--- INFORMATION SUPPLIED ---

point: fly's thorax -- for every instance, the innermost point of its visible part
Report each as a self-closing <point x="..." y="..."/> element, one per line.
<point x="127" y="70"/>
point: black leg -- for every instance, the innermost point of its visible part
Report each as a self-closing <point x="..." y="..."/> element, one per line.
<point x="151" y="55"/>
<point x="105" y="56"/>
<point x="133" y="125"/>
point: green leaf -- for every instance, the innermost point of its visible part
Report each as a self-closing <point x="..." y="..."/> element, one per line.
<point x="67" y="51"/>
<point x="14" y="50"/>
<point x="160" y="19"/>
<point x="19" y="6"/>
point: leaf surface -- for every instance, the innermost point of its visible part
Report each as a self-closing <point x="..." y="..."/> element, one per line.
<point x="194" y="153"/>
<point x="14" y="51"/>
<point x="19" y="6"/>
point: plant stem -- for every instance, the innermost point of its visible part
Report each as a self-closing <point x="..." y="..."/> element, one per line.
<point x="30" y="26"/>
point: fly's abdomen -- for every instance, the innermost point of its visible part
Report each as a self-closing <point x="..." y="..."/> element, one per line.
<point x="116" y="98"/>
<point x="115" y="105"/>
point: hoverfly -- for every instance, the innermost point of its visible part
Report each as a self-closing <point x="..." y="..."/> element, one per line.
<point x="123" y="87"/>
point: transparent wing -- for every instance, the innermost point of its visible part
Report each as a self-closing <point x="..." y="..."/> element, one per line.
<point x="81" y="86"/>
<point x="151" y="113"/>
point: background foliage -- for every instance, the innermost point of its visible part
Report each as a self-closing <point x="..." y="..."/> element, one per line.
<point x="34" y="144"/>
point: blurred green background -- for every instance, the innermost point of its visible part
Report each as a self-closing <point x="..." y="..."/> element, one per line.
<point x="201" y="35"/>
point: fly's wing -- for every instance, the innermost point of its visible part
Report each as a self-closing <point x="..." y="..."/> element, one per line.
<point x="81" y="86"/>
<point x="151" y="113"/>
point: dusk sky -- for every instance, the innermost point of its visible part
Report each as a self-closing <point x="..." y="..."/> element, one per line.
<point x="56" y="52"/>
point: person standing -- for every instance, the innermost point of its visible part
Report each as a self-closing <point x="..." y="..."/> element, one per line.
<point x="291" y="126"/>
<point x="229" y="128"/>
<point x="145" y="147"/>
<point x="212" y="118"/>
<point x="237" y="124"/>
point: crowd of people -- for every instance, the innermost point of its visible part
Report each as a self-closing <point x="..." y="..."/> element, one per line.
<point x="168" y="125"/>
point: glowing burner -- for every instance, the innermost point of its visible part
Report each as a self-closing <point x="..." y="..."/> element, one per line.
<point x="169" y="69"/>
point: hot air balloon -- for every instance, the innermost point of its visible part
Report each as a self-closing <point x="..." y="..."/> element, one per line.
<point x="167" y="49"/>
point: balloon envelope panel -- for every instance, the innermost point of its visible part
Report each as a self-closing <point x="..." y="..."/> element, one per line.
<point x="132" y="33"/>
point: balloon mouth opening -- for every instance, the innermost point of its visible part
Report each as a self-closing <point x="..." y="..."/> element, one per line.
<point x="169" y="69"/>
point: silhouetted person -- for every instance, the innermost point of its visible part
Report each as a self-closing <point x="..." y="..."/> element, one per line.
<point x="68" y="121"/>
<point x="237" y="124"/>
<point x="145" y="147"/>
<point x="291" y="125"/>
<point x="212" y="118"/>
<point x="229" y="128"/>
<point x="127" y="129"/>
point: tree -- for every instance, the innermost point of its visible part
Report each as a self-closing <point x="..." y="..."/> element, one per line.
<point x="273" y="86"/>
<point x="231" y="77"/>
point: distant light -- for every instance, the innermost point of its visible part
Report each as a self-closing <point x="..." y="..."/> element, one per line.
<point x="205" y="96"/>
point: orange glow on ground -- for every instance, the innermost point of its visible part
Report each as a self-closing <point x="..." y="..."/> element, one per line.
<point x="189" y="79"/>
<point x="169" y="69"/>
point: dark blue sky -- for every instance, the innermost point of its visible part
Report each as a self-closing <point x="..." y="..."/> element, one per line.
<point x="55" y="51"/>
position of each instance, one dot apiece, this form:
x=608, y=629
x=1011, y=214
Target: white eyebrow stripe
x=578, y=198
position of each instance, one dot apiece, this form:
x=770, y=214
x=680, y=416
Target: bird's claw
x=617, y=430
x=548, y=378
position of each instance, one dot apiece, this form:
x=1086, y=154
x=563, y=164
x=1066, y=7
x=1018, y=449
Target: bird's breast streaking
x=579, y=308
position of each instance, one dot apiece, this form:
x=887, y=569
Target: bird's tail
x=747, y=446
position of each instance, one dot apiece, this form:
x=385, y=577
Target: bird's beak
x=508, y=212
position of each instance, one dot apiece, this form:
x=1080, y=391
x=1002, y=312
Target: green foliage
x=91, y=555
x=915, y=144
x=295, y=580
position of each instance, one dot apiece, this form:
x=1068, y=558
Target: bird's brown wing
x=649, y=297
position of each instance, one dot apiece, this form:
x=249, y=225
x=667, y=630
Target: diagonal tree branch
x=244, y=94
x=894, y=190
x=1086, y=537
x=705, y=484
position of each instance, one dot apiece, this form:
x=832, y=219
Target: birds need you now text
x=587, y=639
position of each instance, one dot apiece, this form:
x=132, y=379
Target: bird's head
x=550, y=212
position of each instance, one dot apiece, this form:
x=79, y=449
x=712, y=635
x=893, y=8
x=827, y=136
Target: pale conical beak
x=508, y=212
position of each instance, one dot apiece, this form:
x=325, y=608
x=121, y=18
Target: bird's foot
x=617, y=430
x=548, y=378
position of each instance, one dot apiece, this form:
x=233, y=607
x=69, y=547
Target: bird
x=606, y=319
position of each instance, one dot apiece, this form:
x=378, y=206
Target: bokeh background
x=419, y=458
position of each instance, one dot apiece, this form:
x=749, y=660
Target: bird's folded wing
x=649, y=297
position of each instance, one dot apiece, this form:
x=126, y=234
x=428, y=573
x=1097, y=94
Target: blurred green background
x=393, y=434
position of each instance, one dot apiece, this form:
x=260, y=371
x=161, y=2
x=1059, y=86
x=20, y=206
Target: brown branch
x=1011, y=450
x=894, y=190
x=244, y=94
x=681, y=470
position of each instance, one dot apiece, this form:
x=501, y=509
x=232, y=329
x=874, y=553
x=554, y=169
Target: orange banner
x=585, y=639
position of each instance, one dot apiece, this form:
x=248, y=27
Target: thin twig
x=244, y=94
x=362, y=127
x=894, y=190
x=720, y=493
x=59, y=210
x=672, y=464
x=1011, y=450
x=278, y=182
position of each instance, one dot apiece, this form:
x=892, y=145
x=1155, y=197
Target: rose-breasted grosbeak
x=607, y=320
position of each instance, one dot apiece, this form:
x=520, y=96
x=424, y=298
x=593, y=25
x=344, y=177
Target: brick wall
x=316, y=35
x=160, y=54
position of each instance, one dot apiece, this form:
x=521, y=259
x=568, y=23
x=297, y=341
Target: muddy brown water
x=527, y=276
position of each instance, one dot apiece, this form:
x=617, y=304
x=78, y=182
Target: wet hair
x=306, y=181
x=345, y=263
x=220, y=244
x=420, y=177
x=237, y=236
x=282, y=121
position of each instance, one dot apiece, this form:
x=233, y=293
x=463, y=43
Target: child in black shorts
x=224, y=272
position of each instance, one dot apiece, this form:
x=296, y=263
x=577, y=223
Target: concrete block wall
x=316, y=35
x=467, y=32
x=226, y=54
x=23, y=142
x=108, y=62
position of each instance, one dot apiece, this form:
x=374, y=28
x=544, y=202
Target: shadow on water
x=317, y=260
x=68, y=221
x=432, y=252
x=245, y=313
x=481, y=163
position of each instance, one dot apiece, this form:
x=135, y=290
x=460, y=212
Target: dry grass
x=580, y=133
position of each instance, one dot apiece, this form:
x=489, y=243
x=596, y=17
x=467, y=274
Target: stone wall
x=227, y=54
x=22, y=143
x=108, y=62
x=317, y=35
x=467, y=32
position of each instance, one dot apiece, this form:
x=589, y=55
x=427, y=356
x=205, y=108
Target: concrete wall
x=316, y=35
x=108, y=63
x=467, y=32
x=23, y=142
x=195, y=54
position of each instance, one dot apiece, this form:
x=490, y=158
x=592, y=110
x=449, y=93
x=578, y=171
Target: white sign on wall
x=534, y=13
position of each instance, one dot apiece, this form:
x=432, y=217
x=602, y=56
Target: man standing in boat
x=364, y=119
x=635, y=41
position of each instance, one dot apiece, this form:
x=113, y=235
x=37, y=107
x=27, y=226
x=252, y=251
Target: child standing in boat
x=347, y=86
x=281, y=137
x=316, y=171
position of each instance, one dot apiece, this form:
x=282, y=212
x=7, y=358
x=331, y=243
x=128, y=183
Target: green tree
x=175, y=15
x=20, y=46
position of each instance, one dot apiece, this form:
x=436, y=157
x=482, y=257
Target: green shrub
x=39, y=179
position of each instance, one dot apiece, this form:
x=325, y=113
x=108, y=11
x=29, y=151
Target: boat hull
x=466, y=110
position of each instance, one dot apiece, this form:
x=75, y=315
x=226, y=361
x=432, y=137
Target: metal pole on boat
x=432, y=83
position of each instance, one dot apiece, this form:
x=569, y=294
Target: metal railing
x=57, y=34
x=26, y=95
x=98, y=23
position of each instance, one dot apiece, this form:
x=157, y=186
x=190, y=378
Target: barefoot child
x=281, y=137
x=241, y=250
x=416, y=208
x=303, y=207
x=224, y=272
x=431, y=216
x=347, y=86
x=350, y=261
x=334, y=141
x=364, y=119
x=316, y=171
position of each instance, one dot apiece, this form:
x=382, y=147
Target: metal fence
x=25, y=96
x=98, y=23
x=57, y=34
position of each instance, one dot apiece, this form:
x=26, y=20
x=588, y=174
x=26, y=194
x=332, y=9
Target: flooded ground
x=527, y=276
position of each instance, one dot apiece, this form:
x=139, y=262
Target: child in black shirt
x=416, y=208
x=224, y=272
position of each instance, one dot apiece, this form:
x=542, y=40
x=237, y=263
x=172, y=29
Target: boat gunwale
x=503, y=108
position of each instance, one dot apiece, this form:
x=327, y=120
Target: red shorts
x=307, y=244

---

[WRITTEN TASK]: Rewrite the part of the data that opens with the line containing "point: dark blue" and closes with the line containing "x=578, y=198", putting "occurrence" wherever "instance" appears and leaving everything else unchanged.

[EXERCISE ANSWER]:
point: dark blue sky -- for every occurrence, the innermost point of its visible part
Report each as a self-closing <point x="..." y="..."/> element, one per line.
<point x="55" y="51"/>
position of each occurrence, one dot apiece, this form:
x=608, y=629
x=1011, y=214
Target: white eyebrow stripe
x=578, y=198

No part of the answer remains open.